▶ _Goal_
Copy every one of the rows below word for word, with nothing changed.

[Begin Data to process]

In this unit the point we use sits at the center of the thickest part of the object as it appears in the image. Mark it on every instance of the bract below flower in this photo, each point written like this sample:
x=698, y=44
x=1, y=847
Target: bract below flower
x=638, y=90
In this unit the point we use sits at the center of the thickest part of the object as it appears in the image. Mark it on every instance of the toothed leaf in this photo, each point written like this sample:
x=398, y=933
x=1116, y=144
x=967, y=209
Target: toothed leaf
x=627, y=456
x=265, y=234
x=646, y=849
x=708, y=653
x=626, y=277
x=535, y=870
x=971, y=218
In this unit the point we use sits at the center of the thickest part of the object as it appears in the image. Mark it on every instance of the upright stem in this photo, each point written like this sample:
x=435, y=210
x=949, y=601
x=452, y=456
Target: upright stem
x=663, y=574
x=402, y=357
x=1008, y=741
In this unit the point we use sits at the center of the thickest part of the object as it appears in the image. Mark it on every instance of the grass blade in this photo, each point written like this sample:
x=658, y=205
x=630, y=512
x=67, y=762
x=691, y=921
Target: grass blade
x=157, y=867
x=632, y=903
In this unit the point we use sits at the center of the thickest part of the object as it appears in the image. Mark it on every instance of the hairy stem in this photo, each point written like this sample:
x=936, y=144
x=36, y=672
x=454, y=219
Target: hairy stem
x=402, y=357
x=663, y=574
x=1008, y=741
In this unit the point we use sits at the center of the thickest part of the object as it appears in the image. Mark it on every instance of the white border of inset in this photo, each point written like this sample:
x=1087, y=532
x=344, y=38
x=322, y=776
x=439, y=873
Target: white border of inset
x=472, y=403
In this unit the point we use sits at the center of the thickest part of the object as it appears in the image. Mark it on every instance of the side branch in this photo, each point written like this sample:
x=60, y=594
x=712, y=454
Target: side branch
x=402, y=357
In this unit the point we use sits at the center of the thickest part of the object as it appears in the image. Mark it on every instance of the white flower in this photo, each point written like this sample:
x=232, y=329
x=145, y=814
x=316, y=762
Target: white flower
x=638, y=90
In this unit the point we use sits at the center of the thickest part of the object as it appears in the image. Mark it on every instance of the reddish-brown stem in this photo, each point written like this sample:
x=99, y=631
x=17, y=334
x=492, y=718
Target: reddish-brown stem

[End Data to process]

▶ _The completed task_
In this unit the point we use sits at the center of the thickest part of the object as it appears in the image. Mark it on every instance of the bract below flower in this photo, each point written like this sample:
x=698, y=44
x=1, y=847
Target: bract below flower
x=638, y=90
In this unit the point we use sits at the center of the thickest part of the object as it appears in the image. Mark it on every instance of the toothed leaf in this photo, each point written like this sample:
x=398, y=933
x=1116, y=144
x=967, y=209
Target: toothed leaf
x=627, y=456
x=265, y=234
x=646, y=849
x=708, y=653
x=626, y=277
x=535, y=870
x=971, y=218
In this unit the point we use sits at the center of the thickest part of the object as it appears in the image. Mark it on every instance of the upright stem in this photo, each point written like this sample:
x=435, y=210
x=949, y=601
x=452, y=456
Target: upright stem
x=663, y=574
x=402, y=357
x=1008, y=741
In this unit the point we use sits at the center of the thickest part of the object as it appears in the image. Mark it on every instance of the grass blade in this photo, each point written like this sample:
x=658, y=205
x=630, y=512
x=67, y=762
x=691, y=921
Target: grass blade
x=157, y=867
x=632, y=903
In this unit the point we use sits at the center of the thickest part of the object as it appears in the image. Mark it on every instance of the hairy stem in this photo, each point written like this sample:
x=936, y=144
x=36, y=672
x=454, y=219
Target: hairy stem
x=402, y=357
x=663, y=574
x=1008, y=741
In this unit the point we use sits at the center of the thickest part of the object as it appears in the image. Mark it on every instance of the white border of inset in this photo, each point written like this sample:
x=1087, y=532
x=344, y=38
x=322, y=776
x=439, y=873
Target: white border of inset
x=472, y=403
In this unit the point we use sits at the center of the thickest part of the object as it appears in the image. Mark it on every instance of the side branch in this photo, each point written like this sample:
x=60, y=594
x=712, y=454
Target: side branch
x=402, y=357
In this unit the point we use sits at the center of the thickest part of the object as it appears in the image. Mark it on every instance of the white flower in this photo, each point written like this sample:
x=232, y=329
x=145, y=814
x=316, y=762
Target: white flower
x=638, y=90
In this unit the point we use sits at the center of the thickest part of the object as it appears in the image. Mark it on every instance of the reddish-brown stem in this photo, each point written like this sample:
x=99, y=631
x=17, y=334
x=492, y=718
Target: reddish-brown stem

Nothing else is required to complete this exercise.